---- Given data
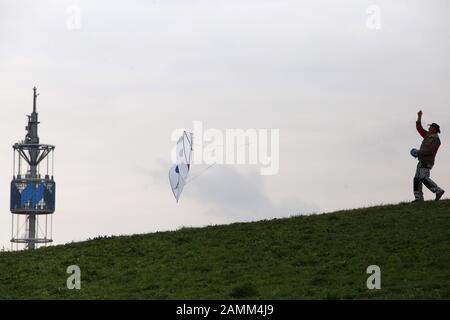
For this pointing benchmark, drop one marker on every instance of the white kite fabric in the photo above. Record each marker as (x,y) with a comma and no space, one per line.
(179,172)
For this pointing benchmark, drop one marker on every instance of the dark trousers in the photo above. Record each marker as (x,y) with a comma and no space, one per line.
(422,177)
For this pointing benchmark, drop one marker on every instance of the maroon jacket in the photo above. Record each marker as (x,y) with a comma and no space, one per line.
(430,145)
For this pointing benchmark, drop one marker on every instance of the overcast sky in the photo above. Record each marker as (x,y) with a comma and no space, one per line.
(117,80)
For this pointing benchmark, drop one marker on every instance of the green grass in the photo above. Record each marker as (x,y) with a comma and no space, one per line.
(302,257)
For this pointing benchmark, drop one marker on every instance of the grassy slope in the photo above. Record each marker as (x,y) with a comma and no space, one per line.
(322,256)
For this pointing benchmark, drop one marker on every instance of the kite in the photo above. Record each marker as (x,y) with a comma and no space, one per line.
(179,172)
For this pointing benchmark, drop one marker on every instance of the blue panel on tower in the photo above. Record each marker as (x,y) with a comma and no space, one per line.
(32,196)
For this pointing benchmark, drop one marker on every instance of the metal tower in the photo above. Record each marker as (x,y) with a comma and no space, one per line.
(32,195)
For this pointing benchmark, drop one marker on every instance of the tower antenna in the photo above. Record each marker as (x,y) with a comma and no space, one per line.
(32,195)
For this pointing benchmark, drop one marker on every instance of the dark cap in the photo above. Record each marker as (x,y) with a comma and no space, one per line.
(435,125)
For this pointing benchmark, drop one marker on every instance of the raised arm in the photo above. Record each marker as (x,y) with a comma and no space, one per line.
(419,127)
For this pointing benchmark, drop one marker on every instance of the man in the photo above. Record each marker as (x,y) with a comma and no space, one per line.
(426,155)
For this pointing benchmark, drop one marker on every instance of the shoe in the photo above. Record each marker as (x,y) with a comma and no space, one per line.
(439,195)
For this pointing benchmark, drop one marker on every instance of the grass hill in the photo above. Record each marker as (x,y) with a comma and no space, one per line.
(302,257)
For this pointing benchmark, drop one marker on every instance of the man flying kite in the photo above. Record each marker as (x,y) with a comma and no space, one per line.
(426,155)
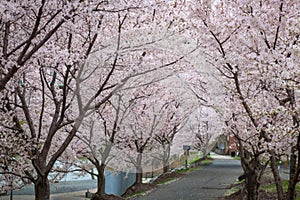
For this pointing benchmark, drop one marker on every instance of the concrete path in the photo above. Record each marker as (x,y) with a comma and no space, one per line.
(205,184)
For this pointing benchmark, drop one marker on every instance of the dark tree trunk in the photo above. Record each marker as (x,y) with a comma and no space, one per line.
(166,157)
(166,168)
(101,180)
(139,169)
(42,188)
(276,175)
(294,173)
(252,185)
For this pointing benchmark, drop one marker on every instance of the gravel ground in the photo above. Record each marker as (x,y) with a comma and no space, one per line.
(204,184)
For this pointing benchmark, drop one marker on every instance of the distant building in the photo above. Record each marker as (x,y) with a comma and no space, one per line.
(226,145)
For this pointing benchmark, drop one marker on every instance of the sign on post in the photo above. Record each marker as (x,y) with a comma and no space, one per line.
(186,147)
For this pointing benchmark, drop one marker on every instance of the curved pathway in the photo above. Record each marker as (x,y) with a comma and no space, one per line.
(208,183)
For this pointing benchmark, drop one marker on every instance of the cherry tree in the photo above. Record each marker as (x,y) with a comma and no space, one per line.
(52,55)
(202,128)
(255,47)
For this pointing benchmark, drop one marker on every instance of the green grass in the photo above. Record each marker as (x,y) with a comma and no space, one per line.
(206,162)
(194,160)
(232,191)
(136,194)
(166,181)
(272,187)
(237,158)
--------
--- What to do ---
Convert the rows above into a JSON list of strings with one string per line. Skip blank lines and leave out the pictures.

--- Solution for this exercise ---
[
  "For this pointing benchmark, drop one marker on every instance of the white kite fabric in the photo above. Record each marker as (x,y) with a comma and no space, one per line.",
  "(179,172)",
  "For this pointing benchmark, drop one marker on every instance of the dark trousers in the photo above. Record each marker as (x,y) with a comma and no space, one per line.",
  "(422,177)",
  "For this pointing benchmark, drop one marker on every instance of the maroon jacket in the photo above. Record each marker as (x,y) with a comma and no space, one per line.",
  "(430,145)",
  "For this pointing benchmark, drop one marker on every instance of the overcast sky in the photo above. Record each marker as (x,y) with a comma and no space, one per line.",
  "(117,80)",
  "For this pointing benchmark, drop one marker on every instance of the green grass in the photo above. Record each marker as (x,y) with a comma and no space, one per line.",
  "(302,257)",
  "For this pointing benchmark, drop one marker on every instance of the grassy slope in the photo above. Record each marker as (x,y) with a comma and no space, one per line.",
  "(322,256)",
  "For this pointing benchmark, drop one marker on every instance of the kite in the photo above. Record each marker as (x,y) with a comma and no space, one per line.",
  "(179,172)",
  "For this pointing benchmark, drop one marker on every instance of the blue panel on tower in the photo above. Record each marker as (x,y) with a comma and no space, one per line.",
  "(32,196)",
  "For this pointing benchmark, drop one marker on every instance of the metal tower in the photo above. Record each marker as (x,y) with a comma and no space, one per line.",
  "(32,195)",
  "For this pointing benchmark, drop one marker on every instance of the tower antenna in the photo above. Record each marker as (x,y) with a comma and no space, one per line.",
  "(32,195)",
  "For this pointing benchmark, drop one marker on every instance of the dark cap in the photo above. Record each marker as (x,y) with a comma and no space, one per line.",
  "(435,125)",
  "For this pointing benchmark, drop one marker on every instance of the raised arm in the photo above. Record each marker as (x,y) with a comma and no space, one per line.",
  "(419,127)",
  "For this pointing benchmark, drop one marker on every instance of the man in the photo above. Record each marker as (x,y) with a comma and no space, one per line.",
  "(426,155)",
  "For this pointing benchmark, drop one marker on every instance of the shoe in the photo above. Record each marker as (x,y) with a comma and no space, one per line.",
  "(439,195)",
  "For this pointing benchmark, drop one marker on every instance of the grass hill in the photo above. Record each marker as (x,y) with a comma and no space, one per line.",
  "(302,257)",
  "For this pointing benchmark, drop one marker on every instance of the man flying kite in the photo above. Record each marker as (x,y) with a comma and no space, one per line.",
  "(426,155)",
  "For this pointing benchmark, drop one marker on every instance of the concrete path in the photo above. Record each marker as (x,y) with a comma and no space, one per line.",
  "(205,184)",
  "For this pointing benchmark, drop one marker on every instance of the dark tree trunk in the photo above. Record each marker as (x,y) with a comma and no space, one per line.",
  "(166,157)",
  "(166,168)",
  "(101,180)",
  "(139,169)",
  "(42,188)",
  "(276,175)",
  "(294,173)",
  "(252,185)",
  "For this pointing benchmark, drop one marker on every instance of the gravel ground in the photo above. Record each marker as (x,y) with a comma and no space, one per line.",
  "(204,184)",
  "For this pointing benchmark, drop one marker on every instance of the distant building in the photo above. Record each marker as (x,y) with a comma and no space, one per line.",
  "(226,145)",
  "For this pointing benchmark, drop one marker on every instance of the sign on post in the photo above. Record each marker as (x,y) with a comma and no space, one per line.",
  "(186,147)",
  "For this pointing benchmark, drop one marker on every instance of the curved pathway in the photo above. Record each marker as (x,y) with a comma and no space, one per line.",
  "(208,183)",
  "For this pointing benchmark, drop one marker on every instance of the cherry tree in the photo above. Record each marker as (x,y) with a comma and no space, one per line.",
  "(52,55)",
  "(202,128)",
  "(255,47)",
  "For this pointing benchmark, drop one marker on every instance of the green grass in the photo above. Record each marker as (x,y) with a comma and no space, one per line.",
  "(206,162)",
  "(194,160)",
  "(232,191)",
  "(136,194)",
  "(166,181)",
  "(272,187)",
  "(237,158)"
]